Maturidade emocional em construção

Muitas vezes invisíveis aos adultos, crianças e adolescentes brasileiros enfrentam sozinhos o peso do bullying, da exclusão e da radicalização online. Por isso, a pergunta: será que a sociedade está olhando como deve para as crianças e os jovens?

Segundo a psicóloga Daiane Gava, um estudante passa, em média, 14 mil horas na escola ao longo da vida. Por essa razão, ela enxerga que os educadores têm um papel importante no desenvolvimento das habilidades socioemocionais, isto é, a capacidade de lidar com as próprias emoções, regulá-las e ter empatia.

“A gente precisa ter professores treinados para conseguir dar perceber e gerenciar, em sala de aula, conflitos de uma maneira mais adequada. A gente vê professores atuando muito com estudantes que dão mais trabalho, mas, muitas vezes, o que mais sofre não é aquele que externaliza”, ressalta Daiane.

Pereira destaca que as lições da escola podem ajudar a enxergar um problema. Para ele, os primeiros grandes alertas estão tanto na aula de Artes quanto na de Português, onde tem a produção gráfica e a produção textual. “Mas pode-se agregar isso os tios e tias do pátio e da biblioteca, porque, em regra, esses nossos adolescentes são muito quietinhos e são muito isolados”, conta o procurador.

Para o  advogado, especialista em Direito Educacional e consultor de instituições de ensino Luciano Escobar, contudo, há um problema anterior, que deveria ser corrigido em casa.

“É aquela metáfora que é muito batida, que todo mundo usa. Tu não larga o teu filho no meio da Avenida Paulista para ele ir sozinho para casa, mas tu entrega para ele um celular, um tablet, um notebook”, compara ao analisar que os pais se preocupam em educar os filhos para se comportarem em uma festa de aniversário ou a não andarem sozinhos na rua, mas esquecem de ensinar sobre conteúdos ofensivos ou radicais.

Assim como Escobar, que ressalta a importância da fiscalização frequente dos pais quanto ao conteúdo consumido nas telas, o procurador Fábio Costa Pereira acredita que o assunto precisa ser abordado em casa e na escola de forma lúdica para que os adolescentes entendam os perigos e as ameaças que os cercam no mundo digital. “Mas não existe fórmula pronta para isso”, conclui.

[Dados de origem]

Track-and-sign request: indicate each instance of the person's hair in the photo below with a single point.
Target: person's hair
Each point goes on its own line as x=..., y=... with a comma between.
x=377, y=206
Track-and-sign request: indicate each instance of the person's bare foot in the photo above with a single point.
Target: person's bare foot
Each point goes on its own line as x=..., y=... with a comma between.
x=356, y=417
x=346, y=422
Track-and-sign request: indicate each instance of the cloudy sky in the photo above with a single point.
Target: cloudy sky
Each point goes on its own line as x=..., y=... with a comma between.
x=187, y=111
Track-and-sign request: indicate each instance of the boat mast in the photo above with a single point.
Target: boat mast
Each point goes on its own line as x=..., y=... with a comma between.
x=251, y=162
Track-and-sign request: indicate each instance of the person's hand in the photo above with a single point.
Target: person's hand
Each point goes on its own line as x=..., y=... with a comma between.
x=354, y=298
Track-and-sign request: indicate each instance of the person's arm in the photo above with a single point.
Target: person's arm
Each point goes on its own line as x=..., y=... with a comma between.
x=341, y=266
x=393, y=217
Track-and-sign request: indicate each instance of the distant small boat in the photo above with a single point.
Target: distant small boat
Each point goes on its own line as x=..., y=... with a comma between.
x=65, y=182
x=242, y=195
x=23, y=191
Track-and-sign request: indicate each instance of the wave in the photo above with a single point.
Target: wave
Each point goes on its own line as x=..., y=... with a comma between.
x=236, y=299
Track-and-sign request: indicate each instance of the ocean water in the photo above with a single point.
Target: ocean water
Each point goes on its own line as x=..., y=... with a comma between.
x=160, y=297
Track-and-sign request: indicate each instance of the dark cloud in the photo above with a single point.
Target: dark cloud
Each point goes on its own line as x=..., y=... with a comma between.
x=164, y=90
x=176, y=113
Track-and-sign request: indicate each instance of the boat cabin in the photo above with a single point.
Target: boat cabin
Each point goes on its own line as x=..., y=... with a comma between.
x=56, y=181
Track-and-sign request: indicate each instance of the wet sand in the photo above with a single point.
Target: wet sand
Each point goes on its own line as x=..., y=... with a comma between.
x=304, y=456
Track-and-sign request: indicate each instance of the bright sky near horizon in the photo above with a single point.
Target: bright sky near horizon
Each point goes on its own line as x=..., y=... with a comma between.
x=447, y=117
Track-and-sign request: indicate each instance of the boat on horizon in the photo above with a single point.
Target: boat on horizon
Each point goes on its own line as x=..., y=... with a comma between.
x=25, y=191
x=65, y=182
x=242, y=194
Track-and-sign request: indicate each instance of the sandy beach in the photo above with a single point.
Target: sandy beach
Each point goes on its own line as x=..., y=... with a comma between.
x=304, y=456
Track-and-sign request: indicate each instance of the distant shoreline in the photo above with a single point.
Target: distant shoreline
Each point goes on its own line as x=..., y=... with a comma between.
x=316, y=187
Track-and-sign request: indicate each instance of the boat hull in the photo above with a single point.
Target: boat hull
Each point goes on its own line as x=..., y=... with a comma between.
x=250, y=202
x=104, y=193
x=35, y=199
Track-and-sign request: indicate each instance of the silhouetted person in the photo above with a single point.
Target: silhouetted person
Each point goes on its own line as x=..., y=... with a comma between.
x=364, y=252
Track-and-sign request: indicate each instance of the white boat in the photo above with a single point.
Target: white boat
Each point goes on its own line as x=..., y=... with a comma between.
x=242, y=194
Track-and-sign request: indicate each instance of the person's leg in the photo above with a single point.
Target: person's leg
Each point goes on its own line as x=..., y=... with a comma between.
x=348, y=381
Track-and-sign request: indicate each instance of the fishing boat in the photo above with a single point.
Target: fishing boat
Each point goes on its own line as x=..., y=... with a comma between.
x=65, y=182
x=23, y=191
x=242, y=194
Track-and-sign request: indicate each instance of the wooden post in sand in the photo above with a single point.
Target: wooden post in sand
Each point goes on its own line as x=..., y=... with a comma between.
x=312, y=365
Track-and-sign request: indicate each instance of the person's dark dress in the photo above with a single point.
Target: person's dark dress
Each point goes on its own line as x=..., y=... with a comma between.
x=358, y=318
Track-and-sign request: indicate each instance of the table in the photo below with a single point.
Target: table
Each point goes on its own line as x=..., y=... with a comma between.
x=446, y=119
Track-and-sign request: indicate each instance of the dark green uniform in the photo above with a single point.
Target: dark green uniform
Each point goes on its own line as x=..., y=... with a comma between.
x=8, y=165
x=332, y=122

*Tarefas obrigatórias:*
1. Responda às perguntas abaixo com base no texto sobre maturidade emocional:
(a) Quantas horas, em média, um estudante passa na escola ao longo da vida, segundo a psicóloga Daiane Gava?
(b) Em quais aulas Pereira aponta que estão os primeiros grandes alertas?
(c) Qual é o cargo de Fábio Costa Pereira?
2. Traduza para o inglês a seguinte frase do texto sobre maturidade emocional: "Segundo a psicóloga Daiane Gava, um estudante passa, em média, 14 mil horas na escola ao longo da vida."

*Respostas por tarefa:*
1.
(a) 14 mil horas.
(b) Nas aulas de Artes e de Português.
(c) Procurador.

2. According to psychologist Daiane Gava, a student spends, on average, 14,000 hours at school over the course of their life.